* begin *

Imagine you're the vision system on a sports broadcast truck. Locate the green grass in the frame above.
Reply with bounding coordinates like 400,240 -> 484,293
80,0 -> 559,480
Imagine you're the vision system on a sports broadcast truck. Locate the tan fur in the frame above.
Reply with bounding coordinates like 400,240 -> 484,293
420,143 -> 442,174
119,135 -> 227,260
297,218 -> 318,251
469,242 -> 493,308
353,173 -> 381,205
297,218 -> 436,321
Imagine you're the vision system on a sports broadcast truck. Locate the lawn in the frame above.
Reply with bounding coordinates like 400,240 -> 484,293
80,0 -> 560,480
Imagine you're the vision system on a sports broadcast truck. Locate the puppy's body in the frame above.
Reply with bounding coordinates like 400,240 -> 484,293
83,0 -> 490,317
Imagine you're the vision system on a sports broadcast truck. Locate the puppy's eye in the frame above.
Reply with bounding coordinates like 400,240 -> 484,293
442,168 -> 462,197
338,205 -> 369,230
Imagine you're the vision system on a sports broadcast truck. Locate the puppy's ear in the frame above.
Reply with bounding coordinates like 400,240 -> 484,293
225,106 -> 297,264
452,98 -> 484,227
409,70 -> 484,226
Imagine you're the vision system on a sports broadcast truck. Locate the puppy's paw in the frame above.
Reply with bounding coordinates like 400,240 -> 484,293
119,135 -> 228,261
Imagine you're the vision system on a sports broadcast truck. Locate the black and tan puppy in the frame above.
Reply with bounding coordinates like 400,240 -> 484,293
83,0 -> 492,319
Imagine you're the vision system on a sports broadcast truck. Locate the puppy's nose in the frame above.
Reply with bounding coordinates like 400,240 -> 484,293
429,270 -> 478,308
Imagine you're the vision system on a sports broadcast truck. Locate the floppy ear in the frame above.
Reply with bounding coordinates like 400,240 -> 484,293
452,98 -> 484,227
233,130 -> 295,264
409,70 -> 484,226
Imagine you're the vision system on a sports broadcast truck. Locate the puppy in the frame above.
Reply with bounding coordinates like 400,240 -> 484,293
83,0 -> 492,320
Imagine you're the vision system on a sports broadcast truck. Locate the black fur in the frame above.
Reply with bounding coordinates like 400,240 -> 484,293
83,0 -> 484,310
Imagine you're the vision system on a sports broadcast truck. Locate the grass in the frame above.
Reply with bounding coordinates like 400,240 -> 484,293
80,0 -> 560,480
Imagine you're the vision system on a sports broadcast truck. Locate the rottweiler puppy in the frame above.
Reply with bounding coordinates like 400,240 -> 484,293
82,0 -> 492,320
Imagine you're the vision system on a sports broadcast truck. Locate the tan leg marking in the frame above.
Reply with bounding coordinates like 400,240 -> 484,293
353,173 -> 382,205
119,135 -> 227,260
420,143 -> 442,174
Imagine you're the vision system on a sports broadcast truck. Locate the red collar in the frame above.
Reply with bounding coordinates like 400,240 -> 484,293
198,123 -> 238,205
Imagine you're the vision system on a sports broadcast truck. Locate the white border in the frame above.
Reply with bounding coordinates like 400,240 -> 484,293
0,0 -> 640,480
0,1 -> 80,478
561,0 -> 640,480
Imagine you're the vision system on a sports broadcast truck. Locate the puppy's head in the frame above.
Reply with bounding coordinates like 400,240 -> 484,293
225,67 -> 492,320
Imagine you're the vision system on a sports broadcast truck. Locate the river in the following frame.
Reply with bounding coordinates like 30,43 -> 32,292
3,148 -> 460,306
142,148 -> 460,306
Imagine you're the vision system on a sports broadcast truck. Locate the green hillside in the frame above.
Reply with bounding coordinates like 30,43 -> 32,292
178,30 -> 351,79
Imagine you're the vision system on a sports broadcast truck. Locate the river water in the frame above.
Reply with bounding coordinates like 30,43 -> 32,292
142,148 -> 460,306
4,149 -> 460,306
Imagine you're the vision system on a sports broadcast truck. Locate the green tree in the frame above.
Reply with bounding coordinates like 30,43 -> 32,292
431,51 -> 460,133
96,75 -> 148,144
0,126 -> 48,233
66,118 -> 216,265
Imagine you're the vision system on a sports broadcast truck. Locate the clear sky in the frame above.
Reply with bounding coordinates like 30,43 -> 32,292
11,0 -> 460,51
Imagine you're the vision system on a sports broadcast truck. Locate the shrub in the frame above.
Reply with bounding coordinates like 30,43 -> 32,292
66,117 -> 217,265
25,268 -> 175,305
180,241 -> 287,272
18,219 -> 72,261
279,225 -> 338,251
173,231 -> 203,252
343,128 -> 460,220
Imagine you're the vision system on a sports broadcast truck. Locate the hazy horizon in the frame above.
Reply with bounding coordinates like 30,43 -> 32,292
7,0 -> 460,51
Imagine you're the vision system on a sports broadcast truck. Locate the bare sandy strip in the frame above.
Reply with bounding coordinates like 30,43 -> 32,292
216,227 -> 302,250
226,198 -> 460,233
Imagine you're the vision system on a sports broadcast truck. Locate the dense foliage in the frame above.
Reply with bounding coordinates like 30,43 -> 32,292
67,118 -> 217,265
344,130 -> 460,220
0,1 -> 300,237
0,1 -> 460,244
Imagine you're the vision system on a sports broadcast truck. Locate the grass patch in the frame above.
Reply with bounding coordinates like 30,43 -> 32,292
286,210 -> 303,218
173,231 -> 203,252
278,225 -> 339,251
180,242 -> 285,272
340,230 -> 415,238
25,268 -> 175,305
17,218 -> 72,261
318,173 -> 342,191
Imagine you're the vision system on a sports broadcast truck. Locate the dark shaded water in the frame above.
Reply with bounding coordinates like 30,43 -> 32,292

* end *

### Required work
Rewrite all of the rows above, substituting "traffic monitoring camera" for every occurrence of "sports broadcast truck" and keeping everything else identical.

### Solution to this problem
Imagine you're the vision system on a traffic monitoring camera. Locate the green grass in the frame above.
Reply with bounding coordinates like 400,240 -> 484,293
80,0 -> 559,480
Imagine you're the vision system on a traffic monitoring camera. Locate the tan fur in the frame above.
Reply with bounding coordinates like 400,240 -> 484,293
420,143 -> 442,174
119,135 -> 227,260
297,218 -> 318,251
469,242 -> 493,308
353,173 -> 381,205
297,218 -> 436,321
Imagine you're the vision system on a traffic monitoring camera. Locate the lawn in the frame above.
Reply with bounding coordinates like 400,240 -> 484,293
80,0 -> 560,480
Imagine you're the vision system on a traffic monitoring camera. Locate the puppy's body in the frame above.
Reply with bounding coordinates like 400,240 -> 484,293
83,0 -> 490,317
Imagine you're the vision system on a traffic monitoring camera. Locate the puppy's eye in the frame above.
Reply with bounding coordinates like 400,240 -> 484,293
442,168 -> 462,197
338,205 -> 369,230
Imagine you're the vision system on a traffic monitoring camera. Locate the puppy's ear in the frame above.
Reply with bounding coordinates like 400,240 -> 484,293
225,106 -> 297,264
452,98 -> 484,227
409,70 -> 484,226
Imagine you're the vision system on a traffic monitoring camera. Locate the puppy's paw in the frame above.
Reply with bounding coordinates like 400,240 -> 484,293
119,135 -> 228,261
Imagine you're the vision system on a traffic monitoring camera. Locate the black and tan puppy in the frame above.
Reply with bounding coordinates like 400,240 -> 484,293
83,0 -> 492,319
Imagine you're the vision system on a traffic monitoring camera. Locate the puppy's nose in the frame above.
Reply with bounding coordinates like 400,240 -> 484,293
429,270 -> 478,308
Imagine you're the vision system on a traffic monitoring camera. Locate the floppy ear in the frame above.
Reply with bounding coordinates like 400,240 -> 484,293
452,98 -> 484,227
233,130 -> 295,264
409,70 -> 484,226
Imagine you're the vision system on a traffic monitoring camera. Locate the puppy in the frame above.
Reply with bounding coordinates like 400,240 -> 484,293
83,0 -> 492,320
Imagine you're the vision system on a traffic monitoring camera. Locate the black fur in the frame above.
Reply with bounding coordinates like 400,240 -> 484,293
83,0 -> 484,310
Imagine you're the vision system on a traffic monitoring camera. Locate the grass in the frame above.
Reply with bounding coordinates like 400,240 -> 484,293
80,0 -> 560,480
Imagine you're the vision system on a traffic monitoring camera. Locate the rottweiler puppy in the frame above.
Reply with bounding coordinates like 400,240 -> 484,293
82,0 -> 492,320
Imagine you're the vision system on a traffic monitoring camera. Locate the tan leg marking in the frame above.
Reply with bounding coordinates like 400,240 -> 484,293
353,173 -> 382,205
119,135 -> 227,260
420,143 -> 442,174
Imagine you're the vision system on a traffic monitoring camera. Locate the red collar in the frame above.
Reply with bounding coordinates like 400,240 -> 484,293
198,123 -> 238,205
Imagine you're the vision system on a traffic monitoring camera. Locate the white border in the frame above.
Reply with bounding coordinates like 400,240 -> 484,293
0,0 -> 640,480
0,1 -> 80,478
561,0 -> 640,480
Imagine you're the vision system on a traffic monitoring camera. Locate the puppy's head in the frame above.
Reply with bounding coordinates like 400,240 -> 484,293
225,67 -> 492,320
Imagine you're the vision system on a traffic monitoring camera. Locate the river in the following frame.
Reply with bounding coordinates like 30,43 -> 32,292
3,148 -> 460,306
142,148 -> 460,306
Imagine you're the vision system on a traffic monitoring camera. Locate the green hillside in the frame above.
Reply with bounding coordinates like 30,43 -> 32,292
178,30 -> 351,79
Imagine you're the vision system on a traffic monitoring camera. Locate the river water in the frame above.
Reply with bounding coordinates like 30,43 -> 32,292
142,148 -> 460,306
4,149 -> 460,306
Imagine you're the vision system on a traffic monitoring camera. Locate the green tree in the frame above.
Reply with bounding coordinates like 30,43 -> 32,292
431,51 -> 460,133
96,75 -> 148,144
0,126 -> 48,233
66,118 -> 216,265
Imagine you're the vision system on a traffic monitoring camera. Locate the clear sky in the frame above.
Reply with bounding coordinates like 30,43 -> 32,292
11,0 -> 460,51
Imagine you're the vision system on a traffic monitoring camera. Locate the shrub in the frame above.
Reply with bounding coordinates like 30,43 -> 32,292
66,117 -> 217,265
25,268 -> 175,305
180,241 -> 287,272
18,219 -> 72,261
279,225 -> 338,251
173,231 -> 203,252
343,128 -> 460,220
Imagine you're the vision system on a traffic monitoring camera. Locate the hazy horizon in the frame above.
Reply with bounding coordinates like 30,43 -> 32,292
7,0 -> 460,51
Imagine you're the vision system on a traffic monitoring camera. Locate the bare sandy strip in the frame above.
Reply with bounding coordinates like 30,43 -> 32,292
216,227 -> 302,250
226,198 -> 460,233
Imagine you're the vision system on a traffic monitoring camera. Locate the dense foliage in the frame above.
Reply with bounding coordinates like 30,43 -> 32,292
67,118 -> 217,265
344,130 -> 460,220
0,1 -> 300,237
0,1 -> 460,244
Imagine you're the vision system on a traffic monitoring camera. Locate the grass patch in the frame above.
Reply with bounding coordinates like 30,43 -> 32,292
286,210 -> 303,218
173,231 -> 203,252
278,225 -> 339,251
180,242 -> 285,272
340,230 -> 415,238
25,268 -> 175,305
17,218 -> 72,261
318,173 -> 342,191
Imagine you're the vision system on a traffic monitoring camera. Locate the dark shaded water in the frame above.
Reply with bounding coordinates like 30,43 -> 32,292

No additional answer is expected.